▶ Document extract
EduStudio

In EduStudio, we view the dataset as three statuses: rawdata, middata, cachedata.

inconsistent rawdata: the original data format provided by the dataset publisher.
standardized middata: the standardized middle data format defined by EduStudio.
model-friendly cachedata: the data format that is convenient for model usage.

Dataset Folder Format Example

All datasets are required to store in a unified folder. The example below illustrated the FrcSub dataset folder format.

data/
├── FrcSub
│   ├── cachedata
│   │   ├── FrcSub_five_fold
│   │   │   ├── datatpl_cfg.json
│   │   │   ├── df_exer.pkl
│   │   │   ├── df_stu.pkl
│   │   │   ├── dict_test_folds.pkl
│   │   │   ├── dict_train_folds.pkl
│   │   │   ├── dict_valid_folds.pkl
│   │   │   └── final_kwargs.pkl
│   │   └── FrcSub_one_fold
│   │       ├── datatpl_cfg.json
│   │       ├── df_exer.pkl
│   │       ├── df_stu.pkl
│   │       ├── dict_test_folds.pkl
│   │       ├── dict_train_folds.pkl
│   │       ├── dict_valid_folds.pkl
│   │       └── final_kwargs.pkl
│   ├── middata
│   │   ├── FrcSub.exer.csv
│   │   └── FrcSub.inter.csv
│   └── rawdata
│       ├── data.txt
│       ├── problemdesc.txt
│       ├── qnames.txt
│       └── q.txt

Dataset Stage protocol

The rawdata folder stores raw data files. For different datasets, they have different raw data file format.

The middata folder stores middle data files. For existing datasets, we provide the atomic operation inheriting the protocol class BaseRaw2Mid, which process raw data to middle data. The middle is required in atomic file protocol.

With the middata of following atomic file protocol, we can implement some other atomic operations inheriting the protocol class BaseMid2Cache to build cachedata from middata.

Example：Atomic Operation Sequence of Data Processing

R2M_FrcSub: process the Frcsub dataset from rawdata to midata
M2C_FilterRecords4CD：Filter students or exercises whose number of interaction records is less than a threshold
M2C_ReMapId: ReMap feature Id
M2C_RandomDataSplit4CD: Split Datasets
M2C_GenQMat: Generate Q-matrix

▶ Listed records
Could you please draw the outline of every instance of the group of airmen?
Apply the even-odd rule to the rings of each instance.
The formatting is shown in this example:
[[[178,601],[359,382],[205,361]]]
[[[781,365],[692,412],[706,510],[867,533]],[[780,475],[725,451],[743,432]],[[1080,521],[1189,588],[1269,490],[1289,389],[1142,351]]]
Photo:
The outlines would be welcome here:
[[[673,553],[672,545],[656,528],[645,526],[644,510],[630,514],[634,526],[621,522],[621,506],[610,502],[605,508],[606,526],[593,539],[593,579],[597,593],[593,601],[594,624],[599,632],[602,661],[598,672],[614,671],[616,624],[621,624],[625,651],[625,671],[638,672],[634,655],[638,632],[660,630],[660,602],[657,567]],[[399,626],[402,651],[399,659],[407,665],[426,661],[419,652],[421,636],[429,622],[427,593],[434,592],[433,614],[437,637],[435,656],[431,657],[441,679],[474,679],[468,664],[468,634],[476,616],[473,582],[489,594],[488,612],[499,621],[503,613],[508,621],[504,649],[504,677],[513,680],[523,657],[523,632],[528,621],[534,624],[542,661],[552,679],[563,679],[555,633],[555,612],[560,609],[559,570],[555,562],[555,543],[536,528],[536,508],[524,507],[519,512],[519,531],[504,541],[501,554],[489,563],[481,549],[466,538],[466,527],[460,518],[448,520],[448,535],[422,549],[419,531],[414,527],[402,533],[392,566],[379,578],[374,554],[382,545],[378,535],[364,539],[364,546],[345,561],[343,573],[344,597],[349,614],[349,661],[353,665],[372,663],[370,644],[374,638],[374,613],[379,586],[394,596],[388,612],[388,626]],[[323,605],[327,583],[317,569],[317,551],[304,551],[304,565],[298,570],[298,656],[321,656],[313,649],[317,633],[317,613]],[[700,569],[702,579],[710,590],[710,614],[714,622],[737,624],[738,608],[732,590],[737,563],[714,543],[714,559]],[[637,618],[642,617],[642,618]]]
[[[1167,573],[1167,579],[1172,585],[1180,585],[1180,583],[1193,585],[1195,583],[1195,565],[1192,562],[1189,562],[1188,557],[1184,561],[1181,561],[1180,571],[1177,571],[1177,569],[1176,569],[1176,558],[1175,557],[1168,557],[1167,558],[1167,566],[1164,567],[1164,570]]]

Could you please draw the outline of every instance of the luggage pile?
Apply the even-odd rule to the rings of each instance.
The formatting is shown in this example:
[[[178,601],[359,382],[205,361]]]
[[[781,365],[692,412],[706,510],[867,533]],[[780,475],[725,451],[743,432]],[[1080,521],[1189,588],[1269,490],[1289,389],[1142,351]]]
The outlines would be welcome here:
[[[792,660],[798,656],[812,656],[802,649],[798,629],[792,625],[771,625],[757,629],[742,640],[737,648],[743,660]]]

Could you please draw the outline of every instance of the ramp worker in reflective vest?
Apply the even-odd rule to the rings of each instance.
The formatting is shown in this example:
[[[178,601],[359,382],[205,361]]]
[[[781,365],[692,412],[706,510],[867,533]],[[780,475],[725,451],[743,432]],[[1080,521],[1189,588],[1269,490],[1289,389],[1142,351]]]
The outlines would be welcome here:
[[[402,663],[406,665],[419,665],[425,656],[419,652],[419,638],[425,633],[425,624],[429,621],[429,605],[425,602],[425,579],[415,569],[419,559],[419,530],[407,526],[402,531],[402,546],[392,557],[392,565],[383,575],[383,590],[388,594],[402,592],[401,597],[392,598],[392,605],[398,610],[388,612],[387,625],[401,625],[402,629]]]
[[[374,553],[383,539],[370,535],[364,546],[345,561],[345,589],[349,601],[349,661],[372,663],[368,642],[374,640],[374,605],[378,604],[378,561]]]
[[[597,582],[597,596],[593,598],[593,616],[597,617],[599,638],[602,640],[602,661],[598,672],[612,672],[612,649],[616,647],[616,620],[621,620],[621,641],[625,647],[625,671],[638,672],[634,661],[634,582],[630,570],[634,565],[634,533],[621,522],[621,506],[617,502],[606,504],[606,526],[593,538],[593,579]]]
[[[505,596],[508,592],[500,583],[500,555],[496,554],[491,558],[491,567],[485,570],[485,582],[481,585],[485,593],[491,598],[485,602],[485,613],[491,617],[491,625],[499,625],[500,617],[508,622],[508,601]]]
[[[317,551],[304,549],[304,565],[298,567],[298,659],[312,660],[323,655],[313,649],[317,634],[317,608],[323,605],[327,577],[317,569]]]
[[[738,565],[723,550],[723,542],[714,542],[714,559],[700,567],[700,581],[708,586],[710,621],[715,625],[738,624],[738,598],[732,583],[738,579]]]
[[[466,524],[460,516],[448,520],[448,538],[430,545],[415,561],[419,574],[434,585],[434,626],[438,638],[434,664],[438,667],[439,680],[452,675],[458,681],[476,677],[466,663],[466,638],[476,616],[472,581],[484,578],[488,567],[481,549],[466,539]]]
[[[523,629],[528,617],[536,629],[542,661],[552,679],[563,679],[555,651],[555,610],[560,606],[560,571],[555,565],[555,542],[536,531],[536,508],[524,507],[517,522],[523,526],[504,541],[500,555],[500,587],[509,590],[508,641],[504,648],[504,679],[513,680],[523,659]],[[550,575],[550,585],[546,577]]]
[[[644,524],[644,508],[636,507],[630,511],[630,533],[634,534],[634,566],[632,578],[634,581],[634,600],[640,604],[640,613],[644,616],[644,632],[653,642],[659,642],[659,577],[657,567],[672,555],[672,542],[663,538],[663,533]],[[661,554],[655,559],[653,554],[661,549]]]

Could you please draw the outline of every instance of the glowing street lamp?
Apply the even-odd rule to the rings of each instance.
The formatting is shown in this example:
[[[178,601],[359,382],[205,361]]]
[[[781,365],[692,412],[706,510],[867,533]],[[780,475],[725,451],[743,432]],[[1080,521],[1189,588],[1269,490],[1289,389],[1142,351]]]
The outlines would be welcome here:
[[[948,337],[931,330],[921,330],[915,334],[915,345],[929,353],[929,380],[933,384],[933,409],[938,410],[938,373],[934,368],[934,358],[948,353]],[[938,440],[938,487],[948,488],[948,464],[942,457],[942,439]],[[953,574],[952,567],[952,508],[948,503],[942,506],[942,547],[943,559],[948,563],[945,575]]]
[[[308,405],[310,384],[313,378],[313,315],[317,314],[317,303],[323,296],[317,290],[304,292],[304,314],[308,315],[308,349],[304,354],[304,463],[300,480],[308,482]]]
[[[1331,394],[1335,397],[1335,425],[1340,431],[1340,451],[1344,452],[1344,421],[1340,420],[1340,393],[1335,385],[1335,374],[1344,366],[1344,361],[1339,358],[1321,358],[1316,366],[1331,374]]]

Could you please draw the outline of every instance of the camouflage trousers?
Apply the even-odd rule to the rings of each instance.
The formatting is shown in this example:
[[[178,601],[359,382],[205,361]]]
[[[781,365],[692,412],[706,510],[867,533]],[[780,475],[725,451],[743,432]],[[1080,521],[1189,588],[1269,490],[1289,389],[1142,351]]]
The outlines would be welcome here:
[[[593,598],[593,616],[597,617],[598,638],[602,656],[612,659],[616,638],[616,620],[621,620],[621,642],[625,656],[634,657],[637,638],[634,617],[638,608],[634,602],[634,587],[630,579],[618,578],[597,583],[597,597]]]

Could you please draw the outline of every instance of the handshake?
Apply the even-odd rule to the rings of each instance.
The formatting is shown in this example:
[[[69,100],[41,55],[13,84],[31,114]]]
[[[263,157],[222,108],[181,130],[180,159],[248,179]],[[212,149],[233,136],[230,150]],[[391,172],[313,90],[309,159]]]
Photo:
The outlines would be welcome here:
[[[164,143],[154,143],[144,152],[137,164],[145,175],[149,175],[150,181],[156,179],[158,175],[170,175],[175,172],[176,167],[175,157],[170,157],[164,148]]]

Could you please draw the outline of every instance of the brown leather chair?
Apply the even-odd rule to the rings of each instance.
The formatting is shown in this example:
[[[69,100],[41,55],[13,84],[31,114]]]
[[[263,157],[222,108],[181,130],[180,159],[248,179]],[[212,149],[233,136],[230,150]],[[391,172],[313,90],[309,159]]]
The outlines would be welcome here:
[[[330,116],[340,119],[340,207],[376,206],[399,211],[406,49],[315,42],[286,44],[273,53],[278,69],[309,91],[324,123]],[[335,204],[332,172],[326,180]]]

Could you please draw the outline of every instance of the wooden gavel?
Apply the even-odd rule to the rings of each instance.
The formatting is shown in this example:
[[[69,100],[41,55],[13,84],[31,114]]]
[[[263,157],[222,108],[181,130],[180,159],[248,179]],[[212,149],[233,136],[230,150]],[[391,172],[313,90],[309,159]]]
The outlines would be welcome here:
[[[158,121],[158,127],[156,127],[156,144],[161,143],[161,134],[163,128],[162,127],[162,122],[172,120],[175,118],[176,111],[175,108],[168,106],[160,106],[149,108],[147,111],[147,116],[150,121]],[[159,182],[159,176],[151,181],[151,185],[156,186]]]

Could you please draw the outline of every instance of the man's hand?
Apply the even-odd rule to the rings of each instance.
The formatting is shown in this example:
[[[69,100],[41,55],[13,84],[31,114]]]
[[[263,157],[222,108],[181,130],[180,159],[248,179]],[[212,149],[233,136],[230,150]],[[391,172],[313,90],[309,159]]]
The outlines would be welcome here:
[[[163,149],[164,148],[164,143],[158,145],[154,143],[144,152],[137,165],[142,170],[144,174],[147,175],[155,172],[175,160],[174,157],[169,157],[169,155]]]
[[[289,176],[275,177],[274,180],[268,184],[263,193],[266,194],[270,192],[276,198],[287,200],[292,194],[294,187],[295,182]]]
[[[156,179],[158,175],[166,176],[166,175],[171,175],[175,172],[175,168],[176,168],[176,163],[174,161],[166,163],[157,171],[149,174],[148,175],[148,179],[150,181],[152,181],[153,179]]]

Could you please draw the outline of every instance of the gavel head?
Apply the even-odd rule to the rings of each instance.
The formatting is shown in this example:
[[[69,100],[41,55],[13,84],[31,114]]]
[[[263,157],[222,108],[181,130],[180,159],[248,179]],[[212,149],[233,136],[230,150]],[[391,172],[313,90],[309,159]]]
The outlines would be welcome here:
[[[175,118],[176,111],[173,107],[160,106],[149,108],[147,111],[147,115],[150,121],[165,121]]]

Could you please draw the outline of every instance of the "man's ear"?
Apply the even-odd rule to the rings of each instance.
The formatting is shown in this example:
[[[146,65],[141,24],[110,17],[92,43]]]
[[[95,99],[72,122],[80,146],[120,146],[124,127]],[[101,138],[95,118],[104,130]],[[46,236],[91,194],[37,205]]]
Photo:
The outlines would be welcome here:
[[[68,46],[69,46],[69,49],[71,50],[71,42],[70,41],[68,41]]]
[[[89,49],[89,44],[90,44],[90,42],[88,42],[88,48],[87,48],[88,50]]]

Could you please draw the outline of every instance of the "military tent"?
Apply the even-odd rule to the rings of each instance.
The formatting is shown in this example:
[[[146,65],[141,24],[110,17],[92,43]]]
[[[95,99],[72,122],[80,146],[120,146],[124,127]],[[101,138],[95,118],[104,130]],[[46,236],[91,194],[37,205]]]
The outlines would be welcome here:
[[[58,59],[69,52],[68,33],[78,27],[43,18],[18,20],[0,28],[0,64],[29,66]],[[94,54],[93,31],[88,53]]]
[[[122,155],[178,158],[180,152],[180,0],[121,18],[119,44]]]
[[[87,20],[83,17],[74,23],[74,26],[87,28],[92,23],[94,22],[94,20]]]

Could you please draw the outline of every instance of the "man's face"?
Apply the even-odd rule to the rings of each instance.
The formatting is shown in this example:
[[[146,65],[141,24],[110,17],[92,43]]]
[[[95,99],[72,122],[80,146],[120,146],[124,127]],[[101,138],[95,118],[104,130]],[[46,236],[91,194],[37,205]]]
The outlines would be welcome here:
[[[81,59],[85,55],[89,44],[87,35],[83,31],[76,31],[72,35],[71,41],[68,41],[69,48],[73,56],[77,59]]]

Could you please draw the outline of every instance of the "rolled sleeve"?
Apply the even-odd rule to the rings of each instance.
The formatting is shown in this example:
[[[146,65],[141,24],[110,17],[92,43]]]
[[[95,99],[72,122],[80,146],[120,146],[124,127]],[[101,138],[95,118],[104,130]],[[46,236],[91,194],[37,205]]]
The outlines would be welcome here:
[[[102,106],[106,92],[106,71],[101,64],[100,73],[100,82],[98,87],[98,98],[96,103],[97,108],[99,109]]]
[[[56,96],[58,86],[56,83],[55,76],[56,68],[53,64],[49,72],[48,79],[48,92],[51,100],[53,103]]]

▶ Required work
- A) Name every atomic operation in the example sequence of data processing on the EduStudio page.
- B) Please echo the stretch of the EduStudio page from "inconsistent rawdata: the" through "dataset folder format.".

▶ Full solutions
- A)
R2M_FrcSub
M2C_FilterRecords4CD
M2C_ReMapId
M2C_RandomDataSplit4CD
M2C_GenQMat

- B)
inconsistent rawdata: the original data format provided by the dataset publisher.
standardized middata: the standardized middle data format defined by EduStudio.
model-friendly cachedata: the data format that is convenient for model usage.

Dataset Folder Format Example

All datasets are required to store in a unified folder. The example below illustrated the FrcSub dataset folder format.